#### Selected passage:
####################
Josh Sosland PortraitKeeping supermarket shelves filled during the early weeks of the coronavirus pandemic required phenomenal effort by the consumer packaged foods industry working to accommodate an unprecedented spike in at-home eating. To whatever degree the “crisis mode” at food manufacturers, including bakers, has eased from March and April, a new wave of uncertainty connected with the pandemic has emerged.

Questions about school reopenings loomed as a major national issue throughout the summer, and with the start of the school year at hand, those questions have not been definitively answered. Since July, New York City public schools have planned to reopen with a mix of in-person and remote learning. Last week, Chicago announced the school year would begin with online-only classes as a result of a rising number of cases there. Many universities only now are informing students of protocols for the return to school. How reopenings are handled has major implications for grain-based foods.

In the spring, bakers pivoted when foodservice and institutional demand for baked foods suddenly evaporated. Going into the fall, the industry faces what could be even more difficult – a highly variable and uncertain situation. There is a major difference for food suppliers between whether a school operates remotely, in a hybrid (in-person and remote mix) model or in-person. What could pose a nearly insurmountable problem would be not knowing which model will be in place from one week to the next. Even as hopes rise for a vaccine and an end to the pandemic, the immediate future will be full of challenges.
####################
#### Task to carry out:
Translate this sentence from the passage on school reopenings into Spanish: "Last week, Chicago announced the school year would begin with online-only classes as a result of a rising number of cases there." The material that comes next is unrelated to the passage on school reopenings.

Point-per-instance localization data
####################
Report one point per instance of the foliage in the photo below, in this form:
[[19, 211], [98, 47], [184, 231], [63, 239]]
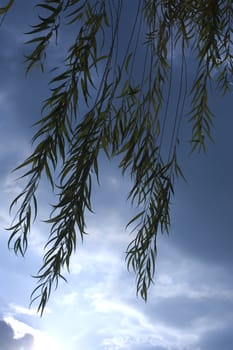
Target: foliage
[[124, 93]]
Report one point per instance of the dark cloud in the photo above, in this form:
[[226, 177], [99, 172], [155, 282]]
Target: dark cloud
[[218, 339], [8, 342]]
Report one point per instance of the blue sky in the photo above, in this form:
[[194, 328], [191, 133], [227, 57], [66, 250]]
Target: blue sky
[[190, 305]]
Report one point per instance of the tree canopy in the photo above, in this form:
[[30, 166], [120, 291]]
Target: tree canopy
[[110, 94]]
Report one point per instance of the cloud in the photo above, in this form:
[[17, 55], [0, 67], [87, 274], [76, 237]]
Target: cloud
[[9, 341]]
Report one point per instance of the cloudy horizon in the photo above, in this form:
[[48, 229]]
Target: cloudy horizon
[[189, 306]]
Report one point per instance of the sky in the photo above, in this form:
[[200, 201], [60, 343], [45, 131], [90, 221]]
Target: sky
[[190, 305]]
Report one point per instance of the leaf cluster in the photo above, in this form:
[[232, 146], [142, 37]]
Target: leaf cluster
[[105, 99]]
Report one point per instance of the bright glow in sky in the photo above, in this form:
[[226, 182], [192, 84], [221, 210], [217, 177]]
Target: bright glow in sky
[[190, 305]]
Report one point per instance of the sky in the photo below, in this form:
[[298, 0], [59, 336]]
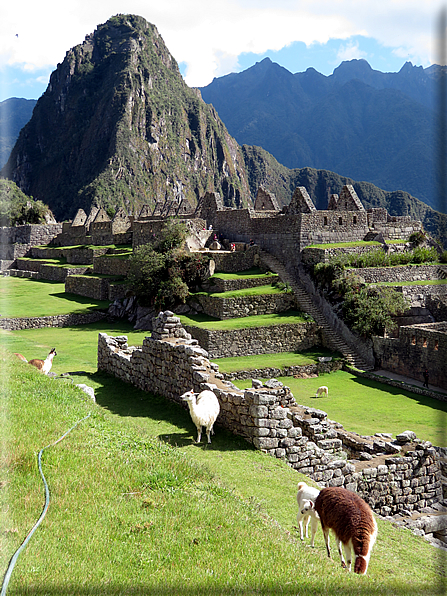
####################
#### Result of this task:
La semana pasada, Chicago anunció que el año escolar comenzaría con clases solo en línea como resultado de un número creciente de casos allí.